- The input -
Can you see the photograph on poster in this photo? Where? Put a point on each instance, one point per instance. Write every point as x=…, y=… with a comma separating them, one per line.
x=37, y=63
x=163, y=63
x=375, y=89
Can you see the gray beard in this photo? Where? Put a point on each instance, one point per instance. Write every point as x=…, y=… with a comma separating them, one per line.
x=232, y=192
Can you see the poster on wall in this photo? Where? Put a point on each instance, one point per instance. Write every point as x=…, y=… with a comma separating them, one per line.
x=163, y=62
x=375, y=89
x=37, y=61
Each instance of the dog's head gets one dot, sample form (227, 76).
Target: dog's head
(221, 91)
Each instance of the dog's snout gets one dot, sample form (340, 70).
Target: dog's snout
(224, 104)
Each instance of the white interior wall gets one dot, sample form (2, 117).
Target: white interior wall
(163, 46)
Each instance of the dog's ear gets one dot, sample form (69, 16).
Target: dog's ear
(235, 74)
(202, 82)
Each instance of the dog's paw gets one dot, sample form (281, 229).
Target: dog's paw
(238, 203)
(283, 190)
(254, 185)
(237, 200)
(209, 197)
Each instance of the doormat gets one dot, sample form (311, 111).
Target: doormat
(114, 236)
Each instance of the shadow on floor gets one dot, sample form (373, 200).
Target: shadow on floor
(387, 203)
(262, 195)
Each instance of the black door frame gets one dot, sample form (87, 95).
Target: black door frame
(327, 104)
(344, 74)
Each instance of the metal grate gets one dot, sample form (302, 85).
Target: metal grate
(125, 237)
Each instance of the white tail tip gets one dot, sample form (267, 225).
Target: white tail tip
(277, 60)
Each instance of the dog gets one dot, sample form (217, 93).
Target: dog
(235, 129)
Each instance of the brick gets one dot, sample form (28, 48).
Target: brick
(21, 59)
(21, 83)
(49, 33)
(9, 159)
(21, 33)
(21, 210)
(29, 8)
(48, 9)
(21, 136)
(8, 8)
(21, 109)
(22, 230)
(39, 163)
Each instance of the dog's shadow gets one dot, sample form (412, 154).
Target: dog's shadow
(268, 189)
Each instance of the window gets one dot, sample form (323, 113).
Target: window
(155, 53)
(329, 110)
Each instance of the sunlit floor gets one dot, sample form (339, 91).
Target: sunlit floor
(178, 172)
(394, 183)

--

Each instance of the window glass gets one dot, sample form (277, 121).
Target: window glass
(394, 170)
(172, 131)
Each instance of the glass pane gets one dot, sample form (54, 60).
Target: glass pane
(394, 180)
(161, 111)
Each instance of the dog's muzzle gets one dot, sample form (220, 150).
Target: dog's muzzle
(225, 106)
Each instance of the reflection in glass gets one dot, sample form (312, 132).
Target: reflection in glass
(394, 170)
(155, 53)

- Exercise -
Reproduce exactly the lines of the records above from the one with "Each instance of the dog's head" to the one with "Each instance of the black", both included, and leave out everything else.

- Answer box -
Each instance of the dog's head gets one dot, sample form (227, 76).
Target: dog's head
(221, 91)
Each instance of the dog's snout gets one dot, sample form (340, 70).
Target: dog's snout
(224, 104)
Each instance of the white interior wall gets one dot, sample form (2, 117).
Target: white interior wall
(163, 46)
Each instance of the dog's ear gets one dot, sample form (69, 16).
Target: dog's ear
(235, 74)
(202, 82)
Each instance of the dog's paw gets one dot, sample form (281, 229).
Target: dog's paw
(238, 203)
(283, 190)
(254, 185)
(237, 200)
(209, 197)
Each instance of the doormat gets one dot, sample form (311, 111).
Target: doormat
(114, 236)
Each instance of the shadow on floor gets one dot, sample form (373, 200).
Target: shadow on floor
(387, 203)
(262, 195)
Each instance of the black door frame gets one dot, sample form (87, 95).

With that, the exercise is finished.